• [PROBLEM REQUIREMENTS]
Can you render the lines from the one containing "Provide the mask of every instance of the hiker" through the end of the items below, both ends included, as a numbered list with blank lines omitted?

[Collection items]
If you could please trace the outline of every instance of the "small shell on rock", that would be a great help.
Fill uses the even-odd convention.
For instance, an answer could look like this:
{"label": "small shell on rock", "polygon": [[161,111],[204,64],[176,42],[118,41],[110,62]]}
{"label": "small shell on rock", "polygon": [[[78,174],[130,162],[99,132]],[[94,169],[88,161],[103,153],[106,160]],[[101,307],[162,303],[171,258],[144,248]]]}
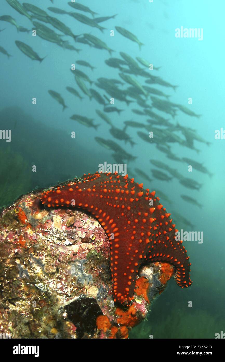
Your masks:
{"label": "small shell on rock", "polygon": [[41,211],[36,211],[33,215],[33,217],[35,220],[39,220],[43,219],[45,216],[48,215],[48,212],[46,210],[42,210]]}
{"label": "small shell on rock", "polygon": [[144,265],[141,267],[138,271],[139,277],[145,277],[149,280],[152,279],[153,274],[153,269],[151,266]]}
{"label": "small shell on rock", "polygon": [[69,218],[68,220],[66,220],[66,226],[67,227],[69,227],[69,226],[71,226],[75,223],[76,221],[76,218],[75,216],[72,216],[70,218]]}

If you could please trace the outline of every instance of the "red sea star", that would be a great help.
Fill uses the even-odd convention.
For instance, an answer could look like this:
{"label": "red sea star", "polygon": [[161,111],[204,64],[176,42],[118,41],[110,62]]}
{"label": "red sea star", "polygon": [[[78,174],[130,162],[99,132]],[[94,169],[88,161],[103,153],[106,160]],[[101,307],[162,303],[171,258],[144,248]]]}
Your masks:
{"label": "red sea star", "polygon": [[135,183],[128,175],[96,172],[84,175],[82,182],[42,194],[42,203],[48,207],[72,205],[87,210],[106,230],[115,302],[130,304],[139,268],[148,261],[172,264],[178,285],[187,287],[191,284],[187,251],[182,240],[175,240],[178,231],[155,193],[143,190],[143,184]]}

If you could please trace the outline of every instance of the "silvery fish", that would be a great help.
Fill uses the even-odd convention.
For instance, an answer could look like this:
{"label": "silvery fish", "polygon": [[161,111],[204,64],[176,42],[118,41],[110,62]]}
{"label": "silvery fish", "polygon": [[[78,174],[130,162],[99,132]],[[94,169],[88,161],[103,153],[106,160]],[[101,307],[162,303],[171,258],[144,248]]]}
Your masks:
{"label": "silvery fish", "polygon": [[132,40],[133,42],[135,42],[135,43],[137,43],[139,46],[139,49],[140,50],[142,45],[144,45],[144,44],[143,43],[141,43],[135,35],[133,34],[130,31],[128,31],[128,30],[125,29],[124,28],[121,28],[121,26],[115,26],[115,28],[117,31],[118,31],[121,35],[130,39],[130,40]]}
{"label": "silvery fish", "polygon": [[16,40],[15,42],[20,50],[33,60],[39,60],[41,63],[46,58],[45,56],[44,58],[40,58],[38,54],[34,51],[31,47],[25,43],[23,43],[22,42],[20,42],[18,40]]}
{"label": "silvery fish", "polygon": [[58,93],[57,92],[55,92],[55,90],[48,90],[48,92],[50,96],[53,98],[55,99],[57,102],[59,102],[60,104],[61,104],[62,106],[63,111],[64,110],[65,108],[68,108],[67,106],[65,105],[63,98],[61,96],[59,93]]}

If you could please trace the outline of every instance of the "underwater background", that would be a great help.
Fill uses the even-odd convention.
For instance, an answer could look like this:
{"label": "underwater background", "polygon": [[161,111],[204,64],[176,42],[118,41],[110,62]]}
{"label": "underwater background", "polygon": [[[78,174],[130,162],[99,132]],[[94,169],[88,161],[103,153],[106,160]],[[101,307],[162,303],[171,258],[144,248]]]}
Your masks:
{"label": "underwater background", "polygon": [[[60,20],[73,34],[90,33],[98,37],[114,51],[112,55],[106,50],[62,36],[64,41],[68,40],[81,50],[78,54],[38,36],[32,36],[31,31],[18,32],[16,27],[0,21],[0,30],[5,28],[0,32],[0,45],[12,56],[8,59],[0,53],[0,128],[12,131],[10,142],[0,140],[0,207],[12,203],[20,195],[35,188],[47,188],[84,173],[93,173],[98,170],[99,164],[105,161],[111,164],[125,163],[129,177],[143,182],[145,188],[156,190],[156,195],[171,213],[177,228],[203,232],[204,235],[202,243],[198,241],[184,243],[192,263],[191,287],[186,290],[178,288],[172,278],[165,291],[152,305],[147,320],[134,328],[129,337],[147,338],[152,334],[154,338],[214,338],[216,333],[225,332],[225,140],[215,138],[216,130],[225,127],[222,36],[225,4],[222,0],[213,3],[209,0],[154,0],[152,3],[147,0],[86,0],[80,2],[98,13],[96,17],[117,15],[99,23],[105,28],[101,32],[67,14],[54,14],[48,9],[55,7],[72,11],[66,1],[54,0],[53,4],[50,0],[30,1]],[[84,14],[93,18],[91,14]],[[14,18],[19,26],[28,29],[34,28],[28,18],[2,0],[0,16],[6,14]],[[51,25],[43,24],[60,33]],[[122,27],[134,34],[144,44],[140,50],[138,44],[122,36],[115,26]],[[175,29],[182,26],[204,29],[203,39],[176,37]],[[114,36],[111,36],[112,30],[114,31]],[[41,58],[46,58],[40,63],[32,60],[17,47],[16,40],[28,45]],[[111,96],[96,84],[101,77],[118,79],[123,83],[117,84],[118,88],[125,92],[130,86],[119,76],[121,71],[108,66],[105,62],[112,57],[123,60],[121,52],[135,60],[137,57],[149,60],[153,70],[147,68],[146,71],[178,87],[174,90],[171,87],[148,84],[145,82],[147,78],[129,75],[142,85],[154,87],[170,96],[160,99],[189,107],[201,116],[190,116],[180,109],[177,109],[173,117],[155,108],[151,110],[169,119],[174,126],[178,122],[182,127],[195,130],[195,134],[210,144],[195,140],[196,152],[174,139],[169,143],[170,149],[180,158],[181,161],[178,161],[166,157],[156,147],[156,144],[139,136],[137,132],[145,131],[143,129],[131,126],[126,128],[127,134],[135,143],[133,147],[129,142],[112,135],[109,131],[111,126],[95,111],[98,109],[103,112],[104,107],[94,98],[90,100],[82,93],[70,70],[71,65],[79,60],[95,67],[92,70],[76,64],[76,69],[85,72],[94,82],[91,86],[86,83],[87,88],[94,89],[102,97],[106,94],[110,98]],[[161,67],[154,70],[155,65]],[[142,69],[144,67],[140,63],[139,65]],[[83,97],[82,100],[69,93],[67,87],[75,89]],[[64,111],[62,106],[51,97],[49,90],[53,90],[62,97],[68,107]],[[33,104],[34,97],[36,99],[36,104]],[[190,97],[192,100],[191,105],[188,104]],[[133,101],[129,105],[115,100],[114,106],[124,110],[120,114],[106,114],[113,126],[122,130],[124,121],[131,120],[147,125],[147,120],[151,117],[133,112],[132,109],[141,111],[143,108],[135,98],[128,94],[127,98]],[[150,97],[146,102],[151,105]],[[70,119],[74,114],[93,118],[94,123],[100,125],[96,129],[85,127]],[[156,127],[152,126],[153,128]],[[162,135],[159,146],[165,146],[163,135],[165,129],[160,124],[157,127],[161,130]],[[185,140],[180,131],[175,130],[176,137]],[[71,137],[73,132],[75,133],[75,138]],[[145,132],[147,135],[146,130]],[[115,160],[112,155],[114,152],[98,143],[96,137],[116,142],[127,154],[137,158],[132,159],[129,157],[129,159],[124,160],[120,155],[118,159],[119,151]],[[213,176],[194,168],[192,172],[189,172],[188,164],[182,160],[183,157],[203,164]],[[170,179],[171,175],[168,173],[167,180],[154,177],[151,170],[157,167],[150,162],[150,159],[167,164],[184,177],[193,178],[202,186],[199,189],[185,186],[175,177]],[[36,172],[33,171],[34,165]],[[135,169],[143,172],[152,181],[148,181]],[[159,170],[165,172],[164,169]],[[181,195],[194,199],[202,207],[188,203]],[[191,308],[188,307],[189,301],[192,302]]]}

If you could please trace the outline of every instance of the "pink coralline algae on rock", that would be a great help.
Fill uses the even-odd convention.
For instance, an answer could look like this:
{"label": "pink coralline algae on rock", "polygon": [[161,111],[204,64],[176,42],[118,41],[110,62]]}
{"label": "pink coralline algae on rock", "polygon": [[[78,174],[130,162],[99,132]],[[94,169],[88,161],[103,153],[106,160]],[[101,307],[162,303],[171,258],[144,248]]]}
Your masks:
{"label": "pink coralline algae on rock", "polygon": [[0,333],[22,338],[127,338],[172,267],[166,279],[166,263],[142,267],[131,305],[114,303],[103,228],[79,210],[44,209],[41,193],[22,197],[0,215]]}

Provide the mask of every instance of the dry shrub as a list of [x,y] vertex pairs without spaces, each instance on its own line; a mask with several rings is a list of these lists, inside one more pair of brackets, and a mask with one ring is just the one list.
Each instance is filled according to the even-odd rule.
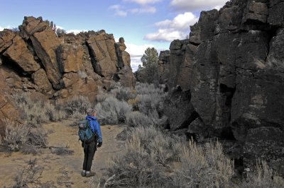
[[5,136],[1,145],[11,151],[37,154],[38,148],[48,146],[47,135],[42,127],[32,128],[26,124],[17,124],[6,121]]
[[282,188],[284,187],[284,179],[273,173],[266,161],[258,160],[255,172],[248,172],[241,187]]
[[68,114],[74,113],[85,114],[87,110],[91,107],[91,102],[87,97],[75,96],[62,104],[62,106]]
[[69,147],[66,146],[52,147],[51,153],[56,154],[58,155],[70,155],[74,153],[74,151],[69,149]]
[[125,122],[126,115],[132,111],[132,107],[125,101],[110,96],[96,105],[98,118],[102,124],[116,124]]
[[152,125],[149,118],[138,111],[132,112],[126,115],[127,125],[130,127],[146,127]]
[[114,158],[107,187],[229,187],[233,162],[220,143],[204,146],[153,127],[136,127]]
[[136,90],[137,106],[141,112],[150,115],[153,111],[158,113],[163,111],[163,102],[168,96],[163,86],[157,88],[154,84],[138,83]]
[[190,141],[180,152],[181,164],[177,165],[173,176],[176,187],[231,187],[234,163],[224,155],[219,143],[202,146]]
[[28,93],[23,93],[13,95],[17,105],[23,111],[22,118],[27,124],[38,127],[49,121],[56,122],[67,117],[65,112],[60,109],[57,104],[43,100],[33,101]]
[[33,184],[36,187],[40,185],[39,179],[44,168],[37,164],[37,160],[31,160],[28,161],[28,165],[23,169],[18,171],[17,175],[15,177],[15,184],[13,188],[29,187],[28,185]]
[[116,83],[114,88],[110,92],[110,94],[119,100],[128,101],[130,99],[134,99],[136,96],[136,91],[129,88],[122,87],[121,84]]
[[150,132],[148,129],[140,127],[133,130],[126,143],[126,153],[114,157],[111,163],[109,172],[113,178],[108,180],[105,187],[163,187],[165,178],[162,170],[164,167],[155,161],[149,150],[151,138],[145,139],[157,132]]
[[28,141],[29,127],[17,124],[9,120],[6,120],[5,124],[5,136],[2,138],[1,145],[11,151],[18,151]]

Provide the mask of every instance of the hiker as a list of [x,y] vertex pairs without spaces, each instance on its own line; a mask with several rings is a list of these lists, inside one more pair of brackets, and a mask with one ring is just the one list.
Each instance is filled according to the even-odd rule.
[[84,163],[83,170],[81,172],[82,177],[89,177],[94,175],[94,172],[91,172],[92,163],[94,159],[94,153],[97,147],[99,148],[102,145],[102,135],[101,127],[96,117],[96,110],[92,108],[87,110],[86,119],[89,121],[89,127],[93,132],[92,139],[90,142],[82,142],[82,146],[84,147]]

• [RESULT OF THE EXERCISE]
1. Provide the mask of every instance of the hiker as a list of [x,y] vertex pairs without spaces, each instance on its own line; a mask with several rings is a list of these lists, inside one more pair of brackets, and a mask with one ring is just the one list.
2. Each instance is filled according to the even-odd rule.
3. [[84,163],[83,170],[81,172],[82,177],[89,177],[94,175],[94,172],[91,172],[92,163],[94,159],[94,153],[97,147],[99,148],[102,145],[102,135],[101,127],[96,117],[96,110],[92,108],[87,110],[86,119],[89,121],[89,127],[93,132],[92,139],[90,142],[82,142],[82,146],[84,147]]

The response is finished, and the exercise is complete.